== Document excerpt
- Simplified Chinese: 中央经济工作会议
- Traditional Chinese: 中央經濟工作會議

Standard Mandarin
- Hanyu Pinyin: Zhōngyāng Jīngjì Gōngzuò Huìyì

= Central Economic Work Conference =

Chinese annual economic conference

The Central Economic Work Conference is an annual meeting held in the People's Republic of China which sets the national agenda for the economy of China and its financial and banking sectors. It is convened jointly by the Central Committee of the Chinese Communist Party and the State Council of the People's Republic of China, following themes and keywords set by the CCP Politburo Standing Committee. As of 2012, the meetings, which are closed, were being held for 2 or 3 days during the 2nd or 3rd week of December.

==History==
The 2012 conference was held over the weekend of December 15 and 16. It was attended by all members of the Politburo Standing Committee of the Chinese Communist Party as well as outgoing Premier Wen Jiabao. A summary of the proceedings was published by Xinhua, the official Chinese news agency. Xi Jinping, General Secretary of the Chinese Communist Party and Li Keqiang, incoming Premier of the People's Republic of China, addressed the conference. Increased urbanization was projected as a path to increasing domestic demand as a pathway to shifting emphasis to internal rather than export demand.
====
▶ **Questions**
1 – According to the Central Economic Work Conference article, which two bodies jointly convene the conference?
2 – Pick up the Central Economic Work Conference article where it ends and keep writing it.
The records that come next were drawn from a separate source.
== Dataset extract
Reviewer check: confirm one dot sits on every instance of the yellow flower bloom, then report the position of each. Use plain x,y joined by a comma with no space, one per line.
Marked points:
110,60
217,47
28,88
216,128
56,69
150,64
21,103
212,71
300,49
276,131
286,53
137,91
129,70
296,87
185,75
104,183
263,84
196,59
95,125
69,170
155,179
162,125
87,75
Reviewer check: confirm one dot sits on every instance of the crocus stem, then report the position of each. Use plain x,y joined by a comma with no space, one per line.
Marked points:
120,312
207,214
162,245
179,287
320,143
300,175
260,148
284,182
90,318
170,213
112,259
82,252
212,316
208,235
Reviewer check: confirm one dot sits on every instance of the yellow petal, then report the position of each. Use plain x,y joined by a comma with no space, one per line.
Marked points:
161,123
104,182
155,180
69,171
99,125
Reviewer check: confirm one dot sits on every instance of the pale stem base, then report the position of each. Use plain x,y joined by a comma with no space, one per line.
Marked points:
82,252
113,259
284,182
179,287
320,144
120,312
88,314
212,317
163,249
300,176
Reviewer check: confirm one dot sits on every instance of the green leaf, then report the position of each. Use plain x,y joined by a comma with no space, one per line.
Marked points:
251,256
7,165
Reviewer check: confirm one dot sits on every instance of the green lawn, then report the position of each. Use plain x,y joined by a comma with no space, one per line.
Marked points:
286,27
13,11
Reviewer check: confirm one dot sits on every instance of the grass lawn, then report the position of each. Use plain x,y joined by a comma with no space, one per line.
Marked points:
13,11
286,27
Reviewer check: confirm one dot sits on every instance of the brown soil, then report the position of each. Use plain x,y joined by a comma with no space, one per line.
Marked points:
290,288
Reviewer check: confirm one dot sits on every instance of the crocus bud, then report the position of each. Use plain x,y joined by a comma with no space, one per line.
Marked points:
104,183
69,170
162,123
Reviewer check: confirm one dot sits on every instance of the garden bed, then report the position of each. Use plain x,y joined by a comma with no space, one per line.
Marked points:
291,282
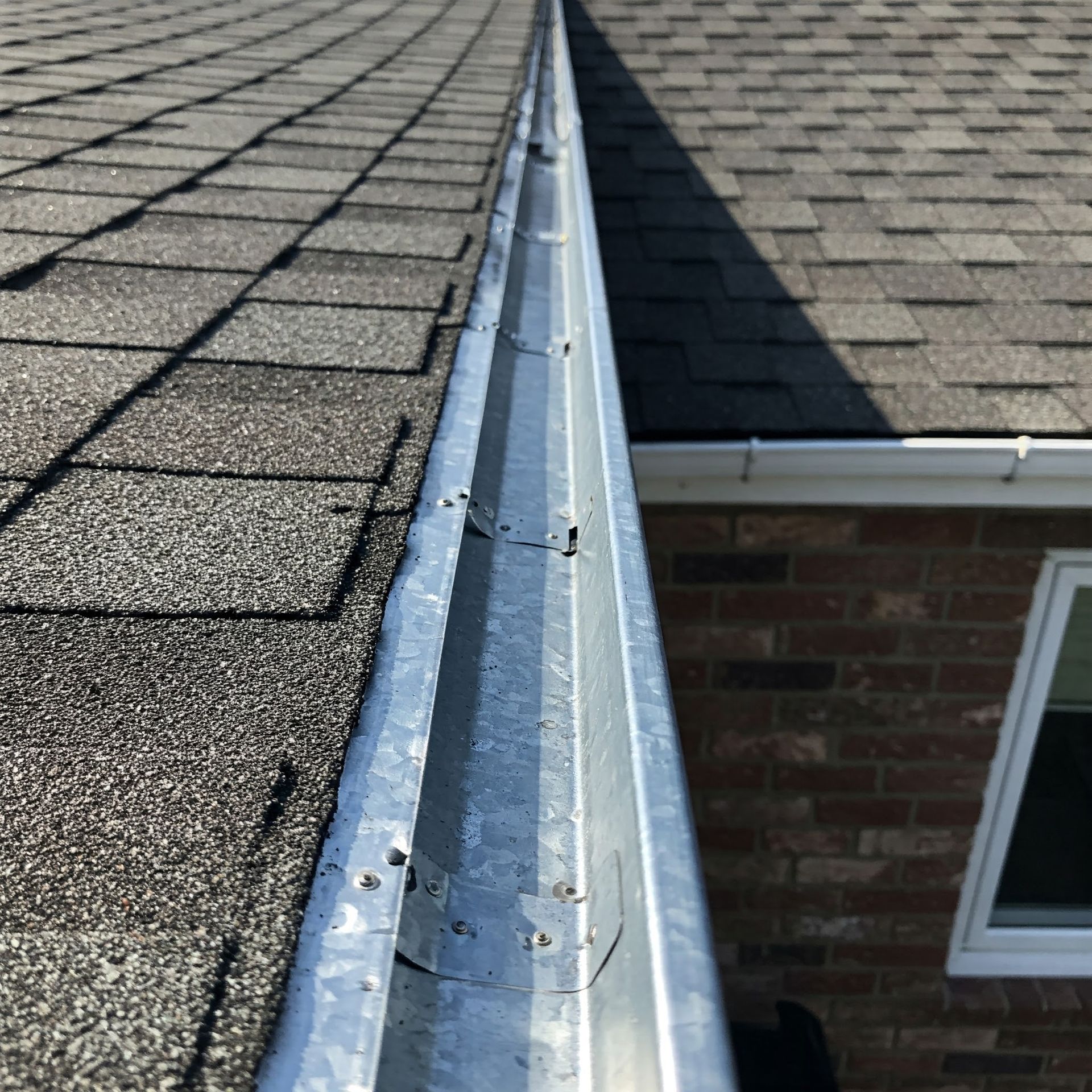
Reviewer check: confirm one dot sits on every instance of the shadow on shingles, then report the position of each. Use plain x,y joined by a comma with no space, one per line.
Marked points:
710,343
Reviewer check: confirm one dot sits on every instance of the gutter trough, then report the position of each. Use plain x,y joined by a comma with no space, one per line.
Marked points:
509,897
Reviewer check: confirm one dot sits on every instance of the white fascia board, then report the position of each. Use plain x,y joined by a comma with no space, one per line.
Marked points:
956,471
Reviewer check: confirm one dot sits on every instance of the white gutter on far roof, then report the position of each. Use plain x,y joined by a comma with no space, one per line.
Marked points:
944,471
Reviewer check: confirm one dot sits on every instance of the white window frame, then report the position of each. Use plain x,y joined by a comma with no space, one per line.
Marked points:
979,949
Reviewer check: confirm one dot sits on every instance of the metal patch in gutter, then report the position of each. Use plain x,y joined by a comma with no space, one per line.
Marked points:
510,895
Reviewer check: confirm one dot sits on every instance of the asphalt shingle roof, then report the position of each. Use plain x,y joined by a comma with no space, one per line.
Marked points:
843,218
228,315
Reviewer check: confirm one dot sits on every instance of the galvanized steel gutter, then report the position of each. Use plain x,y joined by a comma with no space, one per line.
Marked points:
947,471
510,895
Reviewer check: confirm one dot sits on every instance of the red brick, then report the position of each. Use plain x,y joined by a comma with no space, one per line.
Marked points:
688,674
807,841
886,1063
934,872
913,843
682,604
920,982
793,899
889,605
948,1039
1070,1064
721,900
794,529
974,642
883,901
681,529
715,708
806,981
843,640
782,604
705,775
916,956
776,674
1060,995
979,998
1045,1039
659,566
843,871
858,810
838,928
1037,530
843,1037
998,570
948,813
988,1062
936,779
857,710
988,606
726,839
724,871
883,675
762,810
915,746
974,679
710,568
826,779
719,642
789,746
966,713
916,528
860,569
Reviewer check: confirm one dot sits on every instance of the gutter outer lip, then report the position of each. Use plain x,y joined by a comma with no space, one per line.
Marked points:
915,457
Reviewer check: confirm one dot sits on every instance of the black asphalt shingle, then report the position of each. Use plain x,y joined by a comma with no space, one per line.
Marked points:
211,439
119,542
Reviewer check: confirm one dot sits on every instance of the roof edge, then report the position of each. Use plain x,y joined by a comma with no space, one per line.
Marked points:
915,471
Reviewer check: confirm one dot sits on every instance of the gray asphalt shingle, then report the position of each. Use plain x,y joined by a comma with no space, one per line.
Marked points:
123,542
317,337
211,243
85,303
907,178
195,555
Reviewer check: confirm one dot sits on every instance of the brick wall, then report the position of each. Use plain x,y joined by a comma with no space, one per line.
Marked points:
840,676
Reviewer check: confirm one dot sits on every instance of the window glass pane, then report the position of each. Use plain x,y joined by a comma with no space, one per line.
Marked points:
1048,875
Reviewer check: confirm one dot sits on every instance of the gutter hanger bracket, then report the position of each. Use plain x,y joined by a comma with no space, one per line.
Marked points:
1024,445
751,458
500,937
557,532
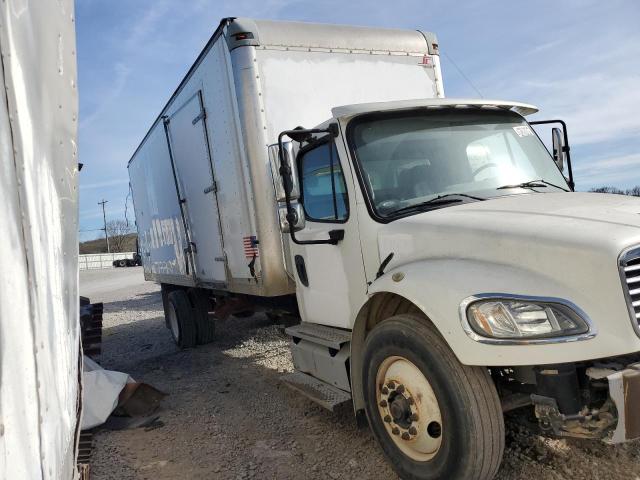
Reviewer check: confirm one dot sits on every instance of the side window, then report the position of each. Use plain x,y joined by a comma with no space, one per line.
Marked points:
324,192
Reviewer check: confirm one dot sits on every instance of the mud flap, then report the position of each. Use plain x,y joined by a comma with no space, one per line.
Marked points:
====
▶ **Responses by item number**
1 – The Central Committee of the Chinese Communist Party and the State Council of the People's Republic of China.

2 –
The keywords for the December 2012 conference were "healthy development"; in 2011 they were "steady growth". The theme healthy development reflects a change in concern from mere growth to restructuring of the economy in sustainable ways. Dealing with overreaching by "privileged people", anti-corruption efforts, was one theme expressed by official Chinese media.

The 2020 conference addressed the COVID-19 pandemic in mainland China and adherence to the 14th five-year plan (2021–2025).

== Functions ==
The conference is convened jointly by the Central Committee of the Chinese Communist Party and the State Council of the People's Republic of China. It is attended by all the members of the CCP Politburo, ministers, provincial leaders, and executives of state-owned financial and industrial enterprises. The meeting generally takes place in mid-December, after a meeting of the Politburo. It usually lasts for 2 or 3 days. After its conclusion, various government departments hold their own work conferences in December. The meeting sets the national agenda for the economy of China and its financial and banking sectors for the upcoming year.